• 必做任务:
(1) 请把 HDU 4416 题目文本里从“The second line”开始、到“characters ‘a’ to ‘z’.”为止(包括这两处)的一段再写一遍,并把其中的“string A”替换成“string S”。
(2) HDU 4416 题目文本中用了哪些英文栏目标题?请全部列出。
(3) 从 HDU 4416 解题文本的最后一句之后接着往下写。

• 阅读文本:
.....

【HDU 4416 】Good Article Good sentence 后缀数组

Good Article Good sentence
Time Limit: 6000/3000 MS (Java/Others) Memory Limit: 32768/32768 K (Java/Others)
Total Submission(s): 3171 Accepted Submission(s): 914

Problem Description
In middle school, teachers used to encourage us to pick up pretty sentences so that we could apply those sentences in our own articles. One of my classmates ZengXiao Xian, wanted to get sentences which are different from that of others, because he thought the distinct pretty sentences might benefit him a lot to get a high score in his article.
Assume that all of the sentences came from some articles. ZengXiao Xian intended to pick from Article A. The number of his classmates is n. The i-th classmate picked from Article Bi. Now ZengXiao Xian wants to know how many different sentences she could pick from Article A which don’t belong to either of her classmates?Article. To simplify the problem, ZengXiao Xian wants to know how many different strings, which is the substring of string A, but is not substring of either of string Bi. Of course, you will help him, won’t you?

Input
The first line contains an integer T, the number of test data.
For each test data
The first line contains an integer meaning the number of classmates.
The second line is the string A;The next n lines,the ith line input string Bi.
The length of the string A does not exceed 100,000 characters , The sum of total length of all strings Bi does not exceed 100,000, and assume all string consist only lowercase characters ‘a’ to ‘z’.

Output
For each case, print the case number and the number of substrings that ZengXiao Xian can find.

Sample Input

3
2
abab
ab
ba
1
aaa
bbb
2
aaaa
aa
aaa

Sample Output

Case 1: 3
Case 2: 3
Case 3: 1

题意:给一个字符串S和一系列字符串T1~Tn,问在S中有多少个不同子串满足它不是T1~Tn中任意一个字符串的子串。

思路:1.字串问题————后缀数组;
2.lcp可判断重复个数。即:求出A与B重复的子串个数 和 A自身重复的子串个数用A的全部子串个数减去上面求出的值 就是答案
pos[i]代表以i开头的重复串个数!
3.代码实现
a.求出A与B重复的子串个数:计算出 对于每个A的后缀,求出与它最近的B的后缀的LCP的长度(可正反扫两遍,根据*HEIGHT的性质
//1.正搜: 从(B串)开始找与‘相邻’【右】A串的lcp
//2.反搜:从(B串)开始找与‘相邻’【左】A串的lcp
//找A串中的重串

求!!与它最近的B的后缀的LCP的长度!!)

.....

• 数据行:

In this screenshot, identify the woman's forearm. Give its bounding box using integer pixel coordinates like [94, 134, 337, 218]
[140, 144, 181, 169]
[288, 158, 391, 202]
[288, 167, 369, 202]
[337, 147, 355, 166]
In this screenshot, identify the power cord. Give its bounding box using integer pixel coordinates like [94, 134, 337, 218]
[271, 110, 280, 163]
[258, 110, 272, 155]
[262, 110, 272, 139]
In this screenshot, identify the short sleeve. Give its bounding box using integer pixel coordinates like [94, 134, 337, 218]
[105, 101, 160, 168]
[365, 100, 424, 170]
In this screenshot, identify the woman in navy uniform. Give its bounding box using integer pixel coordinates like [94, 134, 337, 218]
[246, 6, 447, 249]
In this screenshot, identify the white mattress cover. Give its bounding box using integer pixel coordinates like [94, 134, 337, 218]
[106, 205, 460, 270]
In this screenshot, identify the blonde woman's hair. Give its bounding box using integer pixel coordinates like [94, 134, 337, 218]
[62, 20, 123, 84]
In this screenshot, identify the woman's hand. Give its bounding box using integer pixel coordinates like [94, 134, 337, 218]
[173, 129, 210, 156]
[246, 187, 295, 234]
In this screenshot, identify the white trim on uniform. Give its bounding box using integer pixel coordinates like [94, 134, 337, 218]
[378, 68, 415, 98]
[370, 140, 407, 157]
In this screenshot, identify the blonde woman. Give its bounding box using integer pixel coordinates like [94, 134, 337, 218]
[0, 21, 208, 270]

.....

• 任务答案:
(1)
The second line is the string S;The next n lines,the ith line input string Bi.
The length of the string S does not exceed 100,000 characters , The sum of total length of all strings Bi does not exceed 100,000, and assume all string consist only lowercase characters ‘a’ to ‘z’.

(2)
Problem Description
Input
Output
Sample Input
Sample Output

(3)
b.再在总数中处理A串的重复个数;
另:(len的字串个数(len)*(len+1)/2);

#include<iostream>
#include<stdio.h>
#include<string.h>
using namespace std;
const int maxn=3000005;
int wa[maxn],r[maxn],wb[maxn],cnt[maxn],rk[maxn],height[maxn],sa[maxn];
int T,pos[maxn];
char s[100005];
long long ans;
int nn,mm;
int len=0;
void DA(int n,int m)
{
    int *x=wa,*y=wb;
    for(int i=0;i<m;i++) cnt[i]=0;;
    for(int i=0;i<n;i++) cnt[x[i]=r[i]]++;
    for(int i=1;i<m;i++) cnt[i]+=cnt[i-1];
    for(int i=n-1;i>=0;i--) sa[--cnt[x[i]]]=i;
    for(int j=1,p=1;p<n;j<<=1,m=p)
    {
        p=0;
        for(int i=n-j;i<n;i++)   y[p++]=i;
        for(int i=0;i<n;i++) if(sa[i]>=j) y[p++]=sa[i]-j; 
        for(int i=0;i<m;i++)  cnt[i]=0;  
        for(int i=0;i<n;i++) cnt[x[y[i]]]++;
        for(int i=1;i<m;i++) cnt[i]+=cnt[i-1];
        for(int i=n-1;i>=0;i--) sa[--cnt[x[y[i]]]]=y[i];
        swap(x,y);
        x[sa[0]]=0;p=1;
        for(int i=1;i<n;i++) 
        x[sa[i]]=((y[sa[i]]==y[sa[i-1]])&&(y[sa[i]+j]==y[sa[i-1]+j]))?p-1:p++; 
    }

}
void cal_H(int n)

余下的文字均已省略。